**MATERIAL FOR THIS EXERCISE**
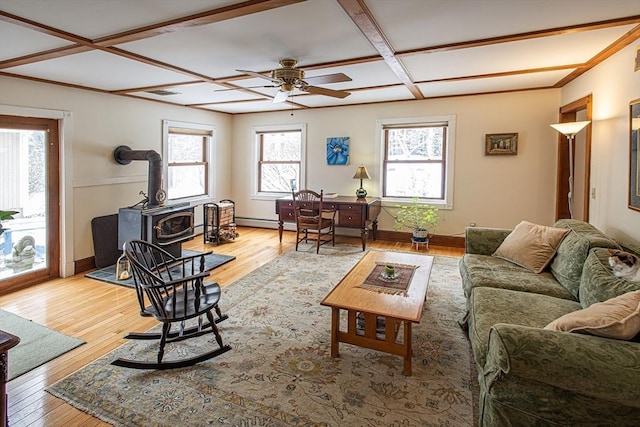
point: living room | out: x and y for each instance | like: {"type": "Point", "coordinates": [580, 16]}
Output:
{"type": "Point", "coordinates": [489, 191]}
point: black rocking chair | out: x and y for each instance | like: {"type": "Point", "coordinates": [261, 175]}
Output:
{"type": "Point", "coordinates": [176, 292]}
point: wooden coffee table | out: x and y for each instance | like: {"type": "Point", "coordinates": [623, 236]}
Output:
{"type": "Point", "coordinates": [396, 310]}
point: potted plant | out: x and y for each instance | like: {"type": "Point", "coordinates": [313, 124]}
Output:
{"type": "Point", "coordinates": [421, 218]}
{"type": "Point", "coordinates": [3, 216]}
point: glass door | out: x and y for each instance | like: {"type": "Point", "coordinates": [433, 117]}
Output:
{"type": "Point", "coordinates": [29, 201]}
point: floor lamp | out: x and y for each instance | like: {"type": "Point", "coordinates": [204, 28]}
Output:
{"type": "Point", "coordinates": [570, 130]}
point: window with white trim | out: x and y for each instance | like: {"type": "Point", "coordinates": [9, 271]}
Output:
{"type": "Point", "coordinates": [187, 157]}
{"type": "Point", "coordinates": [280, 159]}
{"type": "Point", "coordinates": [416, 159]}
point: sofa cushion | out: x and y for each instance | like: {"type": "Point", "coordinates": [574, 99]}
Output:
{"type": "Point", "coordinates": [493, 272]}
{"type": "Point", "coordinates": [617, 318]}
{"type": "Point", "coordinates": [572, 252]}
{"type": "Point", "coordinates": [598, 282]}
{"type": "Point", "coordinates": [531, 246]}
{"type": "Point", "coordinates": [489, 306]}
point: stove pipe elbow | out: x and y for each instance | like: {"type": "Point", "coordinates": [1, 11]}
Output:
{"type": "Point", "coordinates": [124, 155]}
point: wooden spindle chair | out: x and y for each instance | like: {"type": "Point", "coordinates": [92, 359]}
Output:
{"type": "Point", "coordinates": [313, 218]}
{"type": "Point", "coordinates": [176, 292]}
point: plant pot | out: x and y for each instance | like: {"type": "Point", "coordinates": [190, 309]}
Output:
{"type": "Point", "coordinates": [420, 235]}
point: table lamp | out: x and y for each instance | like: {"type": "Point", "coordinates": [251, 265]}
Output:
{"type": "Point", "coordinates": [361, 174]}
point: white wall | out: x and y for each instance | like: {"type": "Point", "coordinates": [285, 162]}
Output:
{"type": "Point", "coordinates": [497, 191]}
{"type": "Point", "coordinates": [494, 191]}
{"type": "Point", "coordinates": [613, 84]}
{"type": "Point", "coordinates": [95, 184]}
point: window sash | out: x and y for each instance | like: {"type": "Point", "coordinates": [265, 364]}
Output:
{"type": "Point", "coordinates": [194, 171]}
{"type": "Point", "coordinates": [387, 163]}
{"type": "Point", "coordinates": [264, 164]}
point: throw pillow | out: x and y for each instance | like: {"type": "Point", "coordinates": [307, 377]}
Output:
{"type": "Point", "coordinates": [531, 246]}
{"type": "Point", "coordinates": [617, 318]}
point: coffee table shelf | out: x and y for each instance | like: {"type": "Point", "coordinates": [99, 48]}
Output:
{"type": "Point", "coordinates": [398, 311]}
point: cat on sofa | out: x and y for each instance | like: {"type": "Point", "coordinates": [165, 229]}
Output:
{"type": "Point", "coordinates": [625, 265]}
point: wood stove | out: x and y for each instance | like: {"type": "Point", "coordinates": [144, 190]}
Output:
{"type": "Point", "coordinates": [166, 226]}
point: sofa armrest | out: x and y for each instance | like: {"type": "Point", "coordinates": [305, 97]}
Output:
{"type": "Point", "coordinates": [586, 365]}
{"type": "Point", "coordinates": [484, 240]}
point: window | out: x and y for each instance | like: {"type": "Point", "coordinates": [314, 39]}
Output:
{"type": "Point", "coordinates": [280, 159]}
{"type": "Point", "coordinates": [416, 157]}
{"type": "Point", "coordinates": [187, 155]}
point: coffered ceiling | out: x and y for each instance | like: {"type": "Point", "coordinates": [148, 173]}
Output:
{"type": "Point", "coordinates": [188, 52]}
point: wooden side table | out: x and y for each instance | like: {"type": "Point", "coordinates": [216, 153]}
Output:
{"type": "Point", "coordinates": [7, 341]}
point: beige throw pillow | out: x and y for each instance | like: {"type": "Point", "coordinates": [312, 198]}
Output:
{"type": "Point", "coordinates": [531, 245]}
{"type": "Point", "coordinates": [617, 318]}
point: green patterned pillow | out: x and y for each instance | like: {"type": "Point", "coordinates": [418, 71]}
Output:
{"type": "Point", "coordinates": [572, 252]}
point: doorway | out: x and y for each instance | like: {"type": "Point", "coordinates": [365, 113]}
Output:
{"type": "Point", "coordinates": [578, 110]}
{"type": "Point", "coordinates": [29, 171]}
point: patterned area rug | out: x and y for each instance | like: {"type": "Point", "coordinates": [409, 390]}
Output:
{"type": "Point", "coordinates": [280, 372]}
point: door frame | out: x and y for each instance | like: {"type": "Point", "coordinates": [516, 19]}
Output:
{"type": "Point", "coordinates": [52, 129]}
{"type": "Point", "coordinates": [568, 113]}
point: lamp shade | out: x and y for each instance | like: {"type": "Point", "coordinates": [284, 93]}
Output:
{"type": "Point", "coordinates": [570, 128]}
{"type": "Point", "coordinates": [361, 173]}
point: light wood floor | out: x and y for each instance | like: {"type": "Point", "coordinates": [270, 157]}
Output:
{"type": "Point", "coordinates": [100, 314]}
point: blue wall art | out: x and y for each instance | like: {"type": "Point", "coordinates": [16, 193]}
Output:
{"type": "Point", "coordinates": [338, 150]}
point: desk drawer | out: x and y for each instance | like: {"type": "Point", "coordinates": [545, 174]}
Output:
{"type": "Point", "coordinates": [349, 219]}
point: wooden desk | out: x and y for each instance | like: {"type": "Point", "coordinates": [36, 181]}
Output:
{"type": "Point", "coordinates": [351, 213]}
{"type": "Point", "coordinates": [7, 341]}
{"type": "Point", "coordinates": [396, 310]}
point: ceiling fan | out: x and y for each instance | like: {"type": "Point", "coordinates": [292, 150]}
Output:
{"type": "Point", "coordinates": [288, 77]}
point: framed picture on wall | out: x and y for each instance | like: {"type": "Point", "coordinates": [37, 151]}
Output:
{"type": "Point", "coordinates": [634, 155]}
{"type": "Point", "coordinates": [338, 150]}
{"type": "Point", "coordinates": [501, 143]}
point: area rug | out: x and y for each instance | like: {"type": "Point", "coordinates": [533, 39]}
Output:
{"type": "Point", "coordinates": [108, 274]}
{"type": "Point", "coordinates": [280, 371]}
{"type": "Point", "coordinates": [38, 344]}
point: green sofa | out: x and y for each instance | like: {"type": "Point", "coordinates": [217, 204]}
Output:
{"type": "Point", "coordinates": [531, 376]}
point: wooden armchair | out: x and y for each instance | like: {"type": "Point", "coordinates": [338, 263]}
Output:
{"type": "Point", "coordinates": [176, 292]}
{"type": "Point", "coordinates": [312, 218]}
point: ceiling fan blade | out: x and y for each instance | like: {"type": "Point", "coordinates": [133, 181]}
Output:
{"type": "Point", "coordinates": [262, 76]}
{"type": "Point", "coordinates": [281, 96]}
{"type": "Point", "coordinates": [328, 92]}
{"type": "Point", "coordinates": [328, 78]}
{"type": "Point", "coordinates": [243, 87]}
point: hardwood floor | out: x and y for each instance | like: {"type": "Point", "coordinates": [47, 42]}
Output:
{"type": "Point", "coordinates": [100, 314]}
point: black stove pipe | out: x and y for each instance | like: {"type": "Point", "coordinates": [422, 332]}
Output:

**INSTRUCTIONS FOR THE TASK**
Please print the part of the data above that opens with the line containing "point: hardwood floor" and closes with the last line of the data, both ends included, with no changes.

**SOLUTION TO THIS TASK**
point: hardwood floor | out: x and y for each instance | like: {"type": "Point", "coordinates": [47, 42]}
Output:
{"type": "Point", "coordinates": [100, 314]}
point: black stove pipe | out: x and y for each instance | like: {"type": "Point", "coordinates": [422, 332]}
Output:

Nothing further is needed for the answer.